→ **TO BE DONE**:
1 - Answer these from the btrfs patch discussion:
(a) What function does device_list_add() use to check whether the device has changed?
(b) What helper does the fix introduce?
(c) How many insertions and deletions does the change to fs/btrfs/volumes.c contain?
2 - Can you transcribe the btrfs patch discussion, starting with "I guess the" and going on through "or soft links.", character for character?

For ext4, the weird device name will stick there forever, and I do not
even know if this is the expected behavior or not.

> Even if it's caused by a race and it doesn't always trigger, with
> several people often running fstests frequently, possible regressions
> will be quickly detected.

So far I haven't hit a case where the proc name can stay persistent,
udev rescan always saves us.

I guess the only reliable way to get such situation is to disable udev
or on systems without udev completely.

>
>>
>> [CAUSE]
>> Inside device_list_add(), we are using a very primitive way checking if
>> the device has changed, strcmp().
>>
>> Which can never handle links well, no matter if it's hard or soft links.
>>
>> So every different link of the same device will be treated as different
>> device, causing the unnecessary device name update.
>>
>> [FIX]
>> Introduce a helper, is_same_device(), and use path_equal() to properly
>> detect the same block device.
>> So that the different soft links won't trigger the rename race.
>>
>> Signed-off-by: Qu Wenruo <wqu@suse.com>
>
> Since there's a publicly accessible report for this, at
> https://bugzilla.suse.com/show_bug.cgi?id=1230641, can we please at
> least get a Link tag here?

Sure.

>
>> ---
>>   fs/btrfs/volumes.c | 28 +++++++++++++++++++++++++++-
>>   1 file changed, 27 insertions(+), 1 deletion(-)

→ **SUPPLIED DATA**:
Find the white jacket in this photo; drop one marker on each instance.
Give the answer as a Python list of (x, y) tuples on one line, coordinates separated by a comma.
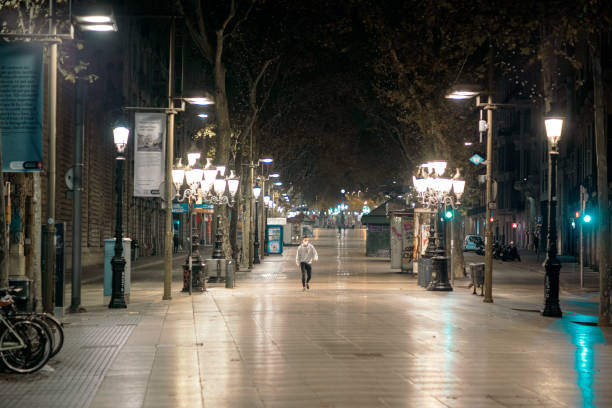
[(306, 253)]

→ **ANSWERS IN ORDER**:
1 -
(a) strcmp()
(b) is_same_device()
(c) 27 insertions and 1 deletion

2 -
I guess the only reliable way to get such situation is to disable udev
or on systems without udev completely.

>
>>
>> [CAUSE]
>> Inside device_list_add(), we are using a very primitive way checking if
>> the device has changed, strcmp().
>>
>> Which can never handle links well, no matter if it's hard or soft links.